| WHAT YOU HAVE TO DO |
Quote the data below in full, minus the images.

═══

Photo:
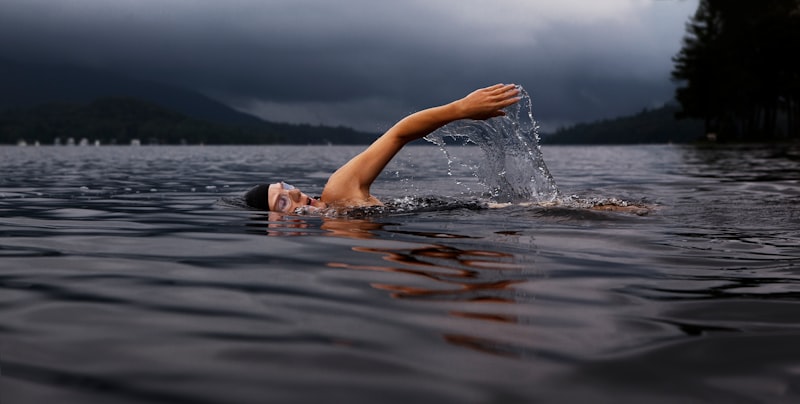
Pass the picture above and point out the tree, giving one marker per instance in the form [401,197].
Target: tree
[739,70]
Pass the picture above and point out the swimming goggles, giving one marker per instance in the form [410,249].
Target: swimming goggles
[283,202]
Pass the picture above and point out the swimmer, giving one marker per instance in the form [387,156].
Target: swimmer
[349,186]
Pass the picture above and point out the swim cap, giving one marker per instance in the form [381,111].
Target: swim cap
[256,197]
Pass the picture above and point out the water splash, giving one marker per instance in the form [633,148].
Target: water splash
[512,168]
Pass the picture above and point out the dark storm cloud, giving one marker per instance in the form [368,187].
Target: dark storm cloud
[366,63]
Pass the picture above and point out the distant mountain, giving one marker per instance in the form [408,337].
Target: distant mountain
[44,102]
[28,85]
[648,126]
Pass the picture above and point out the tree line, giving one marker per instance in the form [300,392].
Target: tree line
[120,120]
[739,71]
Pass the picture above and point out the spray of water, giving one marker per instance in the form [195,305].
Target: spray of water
[512,167]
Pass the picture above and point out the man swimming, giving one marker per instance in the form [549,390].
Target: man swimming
[350,185]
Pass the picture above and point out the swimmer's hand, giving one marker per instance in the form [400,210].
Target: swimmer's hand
[487,102]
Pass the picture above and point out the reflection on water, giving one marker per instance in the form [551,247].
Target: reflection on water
[435,272]
[123,280]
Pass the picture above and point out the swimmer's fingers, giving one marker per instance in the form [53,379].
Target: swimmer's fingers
[488,102]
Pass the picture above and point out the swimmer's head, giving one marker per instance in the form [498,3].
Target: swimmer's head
[279,197]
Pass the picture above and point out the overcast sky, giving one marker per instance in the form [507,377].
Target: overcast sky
[367,63]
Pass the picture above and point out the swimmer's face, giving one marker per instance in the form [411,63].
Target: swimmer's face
[285,198]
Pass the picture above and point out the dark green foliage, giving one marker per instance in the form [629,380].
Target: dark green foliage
[648,126]
[739,69]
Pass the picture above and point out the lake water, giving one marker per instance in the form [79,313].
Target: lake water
[129,275]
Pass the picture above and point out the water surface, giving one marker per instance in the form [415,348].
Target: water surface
[125,277]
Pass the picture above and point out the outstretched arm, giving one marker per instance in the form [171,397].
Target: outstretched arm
[352,181]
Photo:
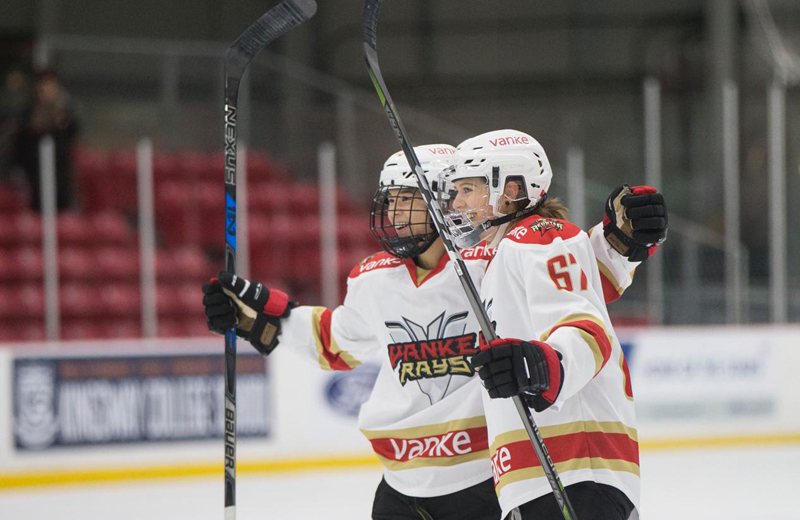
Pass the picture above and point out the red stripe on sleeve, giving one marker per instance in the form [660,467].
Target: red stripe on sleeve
[334,360]
[597,332]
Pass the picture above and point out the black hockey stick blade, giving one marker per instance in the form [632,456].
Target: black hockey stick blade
[272,25]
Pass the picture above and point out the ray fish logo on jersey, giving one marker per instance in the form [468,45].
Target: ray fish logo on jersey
[544,225]
[432,352]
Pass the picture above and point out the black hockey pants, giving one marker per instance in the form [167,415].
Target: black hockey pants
[591,501]
[478,502]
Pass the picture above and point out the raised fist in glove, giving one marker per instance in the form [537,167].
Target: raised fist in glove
[530,369]
[255,310]
[635,223]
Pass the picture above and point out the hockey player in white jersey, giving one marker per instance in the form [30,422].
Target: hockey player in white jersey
[544,293]
[424,418]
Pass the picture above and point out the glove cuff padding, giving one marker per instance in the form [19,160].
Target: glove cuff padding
[277,303]
[635,221]
[530,369]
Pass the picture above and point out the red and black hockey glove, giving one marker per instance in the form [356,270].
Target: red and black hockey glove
[254,309]
[635,223]
[530,369]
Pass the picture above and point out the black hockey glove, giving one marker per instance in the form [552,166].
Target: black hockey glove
[254,309]
[530,369]
[635,223]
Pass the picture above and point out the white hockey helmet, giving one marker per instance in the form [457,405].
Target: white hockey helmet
[393,223]
[499,158]
[432,157]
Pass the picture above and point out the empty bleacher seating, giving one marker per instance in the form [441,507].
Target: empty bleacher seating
[98,260]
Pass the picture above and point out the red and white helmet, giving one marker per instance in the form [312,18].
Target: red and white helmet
[499,158]
[391,228]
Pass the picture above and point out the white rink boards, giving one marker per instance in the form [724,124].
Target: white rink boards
[746,483]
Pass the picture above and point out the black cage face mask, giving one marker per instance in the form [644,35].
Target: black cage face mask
[400,221]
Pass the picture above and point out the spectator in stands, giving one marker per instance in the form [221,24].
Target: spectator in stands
[13,104]
[52,113]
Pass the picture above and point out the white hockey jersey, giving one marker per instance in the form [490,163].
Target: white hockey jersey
[425,417]
[543,285]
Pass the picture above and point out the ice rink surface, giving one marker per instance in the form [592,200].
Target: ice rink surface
[730,483]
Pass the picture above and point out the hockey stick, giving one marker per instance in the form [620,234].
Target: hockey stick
[272,25]
[369,26]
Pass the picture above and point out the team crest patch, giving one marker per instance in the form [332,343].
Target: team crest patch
[543,225]
[433,351]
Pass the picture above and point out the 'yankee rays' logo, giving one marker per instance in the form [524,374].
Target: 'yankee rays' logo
[543,225]
[431,354]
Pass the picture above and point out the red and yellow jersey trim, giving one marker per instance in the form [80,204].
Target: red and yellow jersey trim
[572,446]
[611,288]
[330,355]
[592,331]
[446,444]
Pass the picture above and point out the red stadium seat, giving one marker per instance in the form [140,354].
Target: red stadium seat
[27,264]
[82,329]
[184,328]
[30,301]
[209,196]
[122,164]
[111,228]
[28,228]
[117,263]
[120,300]
[187,263]
[270,198]
[80,301]
[76,264]
[213,168]
[12,200]
[91,163]
[21,330]
[120,329]
[192,164]
[74,229]
[8,235]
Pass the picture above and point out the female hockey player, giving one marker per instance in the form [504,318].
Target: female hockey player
[424,418]
[543,286]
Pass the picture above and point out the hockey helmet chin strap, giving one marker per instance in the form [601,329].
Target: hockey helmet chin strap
[473,237]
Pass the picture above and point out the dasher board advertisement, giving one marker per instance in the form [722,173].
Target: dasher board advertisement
[95,400]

═══

| WRITTEN SOLUTION |
Photo:
Pass the picture above and point out the tree, giving one marker per instance in the form [401,197].
Target: tree
[739,70]
Pass the picture above and point out the swimming goggles, giving one marker per instance in the form [410,249].
Target: swimming goggles
[283,202]
Pass the picture above and point out the swimmer, giving one marker per instance in the form [387,156].
Target: swimmer
[349,186]
Pass the picture above and point out the swim cap, giving one marker per instance in the form [381,111].
Target: swim cap
[256,197]
Pass the picture above and point out the water splash, giving one marker per instance in the form [633,148].
Target: water splash
[512,168]
Pass the picture above and point out the dark storm cloud, giving one marker per instance in the form [368,187].
Target: dark storm cloud
[366,63]
Pass the picture above and point out the distant mountain, giving one marker per instance in the form [408,337].
Target: distant mountain
[44,102]
[28,85]
[648,126]
Pass the picture above and point out the tree line, giving one marker per instance in the form [300,392].
Target: tree line
[120,120]
[739,71]
Pass the picture above and point out the spray of water, giving one marker per instance in the form [195,305].
Target: spray of water
[512,167]
Pass the picture above and point out the man swimming, giving one marker per instance in the form [549,390].
Target: man swimming
[350,185]
Pass the picture above and point out the swimmer's hand, giving one marker per instance in the form [400,210].
Target: swimmer's hand
[487,102]
Pass the picture above and point out the reflection on water, giving one marker per instance in the form [551,247].
Target: reflection on water
[435,272]
[123,280]
Pass the picture above and point out the swimmer's fingers, giving one marker per instance in the form [53,379].
Target: swimmer's fingers
[488,102]
Pass the picture above and point out the swimmer's head, giving one marker per instance in the form [498,3].
Target: swimmer's head
[279,197]
Pass the picture above and point out the overcast sky, giving one marker per instance in the form [507,377].
Target: overcast sky
[367,63]
Pass the picture above and point out the swimmer's face, giving one marker per instance in the form [411,63].
Target: swimmer's face
[285,198]
Pass the picture above and point out the dark green foliage, giving one marker per instance in the form [629,380].
Target: dark green foliage
[648,126]
[739,69]
Pass the picture above and point out the lake water, giving one marker per instance in the form [79,313].
Target: lake water
[129,275]
Pass the picture above and point out the water surface, giving one marker per instance in the form [415,348].
Target: water surface
[125,277]
Pass the picture above and point out the outstretched arm, giving one marker per instance in the form [171,397].
Target: outstretched arm
[352,181]
Photo:
Pass the picture above and point out the red stripe on sleeve, giving one marker per instance in the form [660,467].
Target: red stripe on sleeve
[334,360]
[597,332]
Pass the picture above and point out the black hockey stick blade, giving one marker per instance in the form [632,456].
Target: black hockey stick blade
[272,25]
Pass the picture above and point out the ray fish logo on jersey, giving one marker per instance in the form [468,45].
Target: ray fish logo on jersey
[544,225]
[432,352]
Pass the picture above and point out the black hockey pants, giving one marker per instance in the form [167,415].
Target: black hockey pants
[591,501]
[478,502]
Pass the picture above and point out the raised fist in glove, giving one marker per instance in the form [537,167].
Target: raised fist in glove
[530,369]
[255,310]
[635,223]
Pass the picture above and point out the hockey player in white jersey, giving one marker per instance in the form [30,422].
Target: hockey player in white jersey
[544,293]
[424,418]
Pass the picture above and point out the glove cuff padding, giving one marker per instance in the form [19,160].
Target: glove cuff padding
[277,303]
[635,221]
[530,369]
Pass the picture above and point out the red and black hockey glove, giving one marker per instance in the form [356,270].
Target: red and black hockey glove
[254,309]
[635,223]
[530,369]
Pass the picture above and point out the black hockey glove, giving one marker per instance in the form [552,166].
Target: black hockey glove
[254,309]
[530,369]
[635,223]
Pass the picture above and point out the white hockey helmet, giving one marker per instance in the form [457,405].
Target: white hockey helmet
[393,223]
[499,158]
[432,157]
Pass the picture above and point out the empty bleacher seating, giving one marker per instance in the form [441,507].
Target: empty bleacher seating
[98,260]
Pass the picture above and point out the red and white helmet, giving one marker per instance in the form [312,18].
Target: red and white helmet
[499,158]
[391,228]
Pass the picture above and point out the white rink boards, giving one marker per instance in the form [724,124].
Target: white rink boards
[746,483]
Pass the picture above and point out the black cage face mask, giving one marker per instance in the form [644,35].
Target: black cage face mask
[400,221]
Pass the picture above and point out the spectator in stands, giving one marker per instance in the form [221,24].
Target: spectator in stands
[13,104]
[52,113]
Pass the picture above and point out the white hockey jersey, giving one marker per instance in the form [490,163].
Target: white hockey jersey
[425,417]
[543,285]
Pass the picture above and point out the ice rink surface, giving one marker per instance in the form [592,200].
Target: ice rink surface
[730,483]
Pass the picture above and point out the hockey stick, giving one marker per instance in the form [620,234].
Target: hockey stick
[272,25]
[369,26]
Pass the picture above and point out the team crest patch, giving one marker per instance in the form [332,343].
Target: team crest patch
[543,225]
[433,351]
Pass the picture above and point out the 'yankee rays' logo, giving one marker per instance in the form [524,374].
Target: 'yankee rays' logo
[543,225]
[431,354]
Pass the picture above and point out the red and yellow jersey trim, giving one marker per instance in the form [80,204].
Target: red and yellow jersey trim
[572,446]
[611,288]
[330,355]
[592,331]
[446,444]
Pass the picture above and point out the red stadium seat, giving one marker per instance in the form [140,354].
Target: red stadium seat
[27,264]
[82,329]
[184,328]
[30,301]
[209,196]
[122,164]
[111,228]
[28,228]
[117,263]
[120,300]
[187,263]
[270,198]
[80,301]
[76,264]
[213,168]
[12,200]
[91,163]
[21,330]
[120,329]
[192,164]
[74,229]
[8,235]
Pass the picture above and point out the female hockey player, giving one marker per instance in the form [504,318].
Target: female hockey player
[424,418]
[543,286]
Pass the picture above and point out the hockey helmet chin strap, giving one marker per instance in the form [601,329].
Target: hockey helmet chin strap
[473,237]
Pass the picture above and point out the dasher board advertisement, giving one marker per instance in the form [722,173].
Target: dasher board advertisement
[95,400]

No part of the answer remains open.